▸ Recorded data
━━━

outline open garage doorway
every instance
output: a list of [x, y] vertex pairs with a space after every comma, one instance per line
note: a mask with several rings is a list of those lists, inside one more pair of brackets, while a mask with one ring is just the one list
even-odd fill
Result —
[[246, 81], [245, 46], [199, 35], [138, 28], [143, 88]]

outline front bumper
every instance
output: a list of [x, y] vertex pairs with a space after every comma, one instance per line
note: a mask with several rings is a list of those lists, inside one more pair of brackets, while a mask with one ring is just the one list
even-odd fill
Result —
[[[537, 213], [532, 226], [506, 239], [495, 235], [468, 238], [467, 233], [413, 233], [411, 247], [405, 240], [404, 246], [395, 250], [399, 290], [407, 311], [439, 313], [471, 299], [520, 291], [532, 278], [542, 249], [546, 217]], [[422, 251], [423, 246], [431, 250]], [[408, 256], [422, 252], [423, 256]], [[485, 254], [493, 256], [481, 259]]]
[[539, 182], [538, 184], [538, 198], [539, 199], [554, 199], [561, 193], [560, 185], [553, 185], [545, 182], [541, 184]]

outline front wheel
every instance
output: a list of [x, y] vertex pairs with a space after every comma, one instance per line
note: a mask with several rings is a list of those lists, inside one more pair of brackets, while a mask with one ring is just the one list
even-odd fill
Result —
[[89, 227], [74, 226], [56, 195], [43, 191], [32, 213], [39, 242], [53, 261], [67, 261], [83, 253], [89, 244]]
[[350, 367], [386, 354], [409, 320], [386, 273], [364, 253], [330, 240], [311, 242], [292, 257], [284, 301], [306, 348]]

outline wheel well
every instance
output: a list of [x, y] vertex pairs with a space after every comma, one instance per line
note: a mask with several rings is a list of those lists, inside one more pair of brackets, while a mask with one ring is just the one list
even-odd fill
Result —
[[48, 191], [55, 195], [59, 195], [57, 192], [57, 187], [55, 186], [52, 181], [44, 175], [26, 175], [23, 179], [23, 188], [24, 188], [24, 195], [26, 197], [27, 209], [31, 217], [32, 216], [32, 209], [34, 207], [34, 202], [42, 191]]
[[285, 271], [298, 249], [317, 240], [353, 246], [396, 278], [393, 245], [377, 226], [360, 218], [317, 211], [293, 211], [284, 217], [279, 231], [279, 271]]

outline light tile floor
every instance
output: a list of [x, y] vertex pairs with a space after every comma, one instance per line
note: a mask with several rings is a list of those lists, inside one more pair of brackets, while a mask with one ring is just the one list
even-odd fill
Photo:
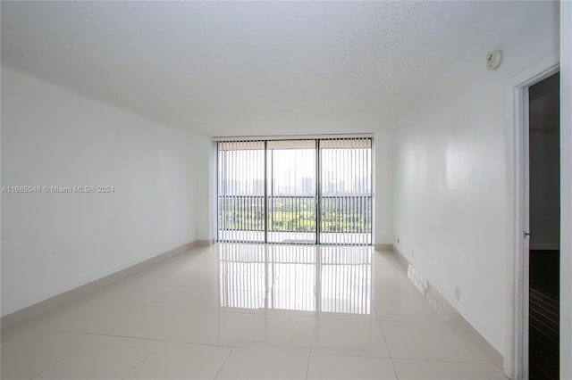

━━━

State how many lines of the data above contain the string "front", treating uppercase and lowercase as different. Give only the number.

▸ Problem solution
2